TASKS TO PERFORM:
- a) In the article about the Dear COVID project, on which days are contact tables set up on Sanford Mall?
- b) Extend the article about the Dear COVID project with a few more paragraphs.

“Dear COVID” project helps community voice pandemic thoughts


Jesse Barber

Students share their COVID-19 experience through a display on Sanford Mall. Small pieces of cloth voice student reflections.

Abi Pepin, Reporter

App State students, faculty and community members can anticipate seeing fabric displaying experiences throughout the pandemic on Sanford Mall in the next few weeks.

Students in associate professor Greg McClure’s Education as a Practice of Freedom seminar have spent the semester discussing their experiences in education in conjunction with democracy and empowerment. 

Using the discussions from class, a group of seven students decided on telling community members’ experience with COVID-19 through their project, Dear Covid.

Mikayla Stahlbusch, a junior classmate, said her group wanted to focus on ways to engage community members in something meaningful.

“When Dr. McClure suggested something that addressed the virus, we immediately took to the idea,” Stahlbusch said. 

The group has collection boxes with scraps of fabric around campus; contact tables on Mondays and Wednesdays on Sanford Mall and in Plemmons Student Union; and contact tables every day at the Health Sciences building and in the library.

“Students can write just a word or phrase about what COVID-19 has meant to them and then we’ll display them across Sanford Mall to help people express themselves,” Garrett Hoyt, a sophomore classmate, said.

DATA SECTION:
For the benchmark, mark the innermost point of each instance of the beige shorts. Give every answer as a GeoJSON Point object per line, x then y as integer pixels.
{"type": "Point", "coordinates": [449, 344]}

SOLVED TASKS:
- a) Mondays and Wednesdays

- b)
The App State community voices their pandemic thoughts through “Dear COVID.” One sheet reads, “Sucks being made to have shot.”

Hallie Wolfe, a junior in the class, said the class discussions are unique.

“It’s kind of unconventional,” Wolfe said. “Instead of having the traditional professor and student roles, we all work together to collaborate and run the class.”

Stahlbusch said she enjoys the ownership the class promotes, adding McClure ensures his students understand their voices and perspectives are just as valuable as his.

“I feel as if I truly have a say in my education and the topics we pursue and explore,” Stahlbusch said. “I also like that the class fosters an intimate and safe community with fellow students, as I don’t often find it this comfortable to be myself in college classes.”

Wolfe said she feels like there is more reporting and statistics rather than hearing about people’s experiences with COVID-19.

Hoyt said he was doubtful at first about how big the turnout would be, but the group’s goal is to provide people with an outlet to process and express their feelings. 

“After seeing a lot of the responses we’ve already gotten it’s really touching just to see everyone’s story,” Hoyt said. “It’s anonymous but just to build a connection to something we’ve all been through has been rewarding.”

Stahlbusch said she hopes that participation in the project will be a “release and a relief” for the community.

“Our primary goals for this project are to foster a sense of true community, to give space to voices that have been silent and to issue a rally cry in the face of the virus that has taken so much from us,” Stahlbusch said.

The group has a portion of the project on display on Sanford Mall and will continue adding responses in the coming weeks.

Stahlbusch said she hopes people will take time to read other people’s responses and gain a better understanding for each other.